GIVEN TASK 1: Translate this sentence from the Eli Manning article into Spanish: "The pen is in his throwing hand."
GIVEN TASK 2: Rewrite the part of the Eli Manning article that opens with the words "This is not" and closes with "around this one.", substituting "weaknesses" for "limitations".

TEXT SEGMENT:
How Eli Manning Can Rejoin NFL's Quarterback Elite

Ty SchalterNFL National Lead WriterJune 27, 2014

Aaron Rodgers, of the Green Bay Packers, left, and Eli Manning, of the New York Giants, pose backstage at the 3rd annual NFL Honors at Radio City Music Hall on Saturday, Feb. 1, 2014, in New York. (Photo by Frank Micelotta/Invision for NFL/AP Images)
Frank Micelotta/Associated Press

Eli Manning led the NFL in interceptions in 2013 for the third time in nine full seasons as the New York Giants' starting quarterback. Just days after his Giants finished a late-season rally, clawing up to a respectable 7-9, Manning turned 33 years old.

In the minds of many football fans, Manning is still his big brother's little brother, a fresh-faced kid with a lot of growing up to do. But with a decade in the NFL and two Super Bowl rings to his credit, he's a full-grown man. In fact, he's in the homestretch of his career; most chapters of his NFL story have been written.

Depending on how the final few chapters go, Manning could be remembered as one of the best quarterbacks of his generation—or as a serviceable starter who got lucky a couple of times.

His poor performance in 2013 might have accelerated offensive coordinator Kevin Gilbride's retirement. The Giants plucked Aaron Rodgers' quarterbacks coach, Ben McAdoo, out of Green Bay to take over the offense. They allowed talented receiver Hakeem Nicks, a 2009 first-round pick, to seek his free-agent fortune elsewhere. The Giants turned around and spent their 2014 first-rounder on receiver Odell Beckham Jr.

The Giants have invested a lot in Manning over the years. Now they've invested even more in helping him get back to the difference-making player he was from 2007 to 2012, when he won two Super Bowls, made three Pro Bowls and, per Pro Football Reference, averaged an NFL passer efficiency rating of 86.5.

The pen is in his throwing hand. Can he write his career's fairytale ending?


Leopards and Spots

Quarterbacks do sometimes have a late-career renaissance; journeymen Rich Gannon and Josh McCown both put it together for the first time at age 34. Still, the odds are against a former No. 1 overall pick with 151 career starts suddenly "hitting upside" he's never shown.

Manning's biggest problem has been consistent ball placement, especially on timing and crossing routes. He throws high over the middle and behind on slants, leading to a lot of tipped and deflected passes. According to Elias Sports Bureau, via New York Post Giants writer Paul Schwartz, 41 of Manning's 164 career picks have come off deflections, more than any other quarterback in that period.

In the first game of the 2013 season, Manning threw three picks, putting a winnable road division game out of reach. Here's one of them, a misfire on a curl route that pitted slot receiver Jerrel Jernigan against a linebacker, Bruce Carter. Manning sails it high, wobbly and off-target:

NFL Game Rewind

This is not something that can be fixed in one offseason—or, likely, ever. Every quarterback has limitations, and McAdoo will have to work around this one.

Manning's at his best when throwing intermediate and deep passes to the outside or sideline, like go, out and comeback routes. When Manning is challenging defenses like this, he can be reasonably efficient and very effective.

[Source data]

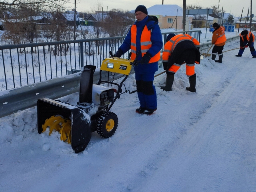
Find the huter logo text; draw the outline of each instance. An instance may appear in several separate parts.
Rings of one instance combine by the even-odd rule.
[[[126,70],[127,68],[127,66],[124,66],[124,65],[120,65],[120,67],[119,68],[119,69],[122,69],[122,70]]]

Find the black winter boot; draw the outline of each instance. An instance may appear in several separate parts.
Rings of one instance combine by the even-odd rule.
[[[186,89],[190,92],[195,92],[196,90],[196,75],[195,73],[191,76],[189,77],[190,87],[187,87]]]
[[[166,85],[165,86],[161,86],[161,89],[164,91],[172,91],[172,87],[173,83],[174,80],[174,74],[173,73],[167,72],[166,73]]]
[[[212,53],[212,59],[213,60],[215,60],[215,58],[216,58],[216,55],[215,55],[215,54],[213,54]]]
[[[215,60],[215,62],[218,63],[222,63],[222,58],[223,58],[223,55],[221,55],[219,56],[219,60]]]
[[[146,108],[144,107],[139,107],[138,108],[136,109],[135,111],[136,113],[142,113],[144,111],[146,110]]]

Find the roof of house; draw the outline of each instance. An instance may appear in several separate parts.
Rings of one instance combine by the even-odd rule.
[[[209,15],[208,15],[208,18],[207,18],[207,15],[200,14],[195,15],[194,16],[194,17],[193,18],[193,19],[196,20],[197,17],[198,18],[199,16],[204,17],[204,20],[206,20],[206,19],[207,19],[208,21],[213,21],[213,19],[214,19],[214,17],[212,17],[210,16]]]
[[[178,10],[178,16],[182,16],[182,8],[177,5],[155,5],[147,9],[148,15],[160,15],[166,16],[176,16]],[[193,17],[189,15],[189,17]]]
[[[90,15],[86,20],[102,20],[107,18],[108,13],[100,13]]]
[[[228,19],[230,15],[230,13],[224,13],[223,18],[224,19]]]
[[[74,12],[73,12],[73,13],[62,13],[62,15],[65,18],[66,18],[67,20],[68,21],[73,21],[74,20],[74,14],[75,13]],[[79,17],[77,18],[77,15],[79,15],[79,12],[77,12],[77,15],[76,16],[76,21],[81,21],[82,18]]]

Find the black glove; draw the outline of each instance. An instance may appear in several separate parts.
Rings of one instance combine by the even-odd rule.
[[[146,54],[142,57],[140,60],[138,62],[141,64],[147,64],[149,62],[150,59],[151,59],[151,54],[150,53],[147,52]]]
[[[166,70],[167,69],[167,62],[163,62],[163,66],[164,67],[164,70]]]
[[[123,51],[121,49],[118,49],[117,51],[116,52],[116,53],[113,55],[113,57],[120,57],[122,56],[122,55],[123,55]]]

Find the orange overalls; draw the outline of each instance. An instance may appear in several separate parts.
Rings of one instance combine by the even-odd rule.
[[[180,34],[175,36],[167,42],[164,45],[164,49],[163,52],[163,62],[168,62],[169,56],[171,56],[177,44],[183,41],[192,41],[195,45],[199,45],[200,43],[188,34]],[[195,61],[196,63],[199,63]],[[182,64],[181,64],[182,65]],[[181,65],[174,63],[169,68],[169,72],[175,73],[178,71]],[[190,77],[195,74],[195,63],[188,64],[186,63],[186,74]]]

EXPECTED ANSWER 1: La pluma está en su mano de lanzar.

EXPECTED ANSWER 2:
This is not something that can be fixed in one offseason—or, likely, ever. Every quarterback has weaknesses, and McAdoo will have to work around this one.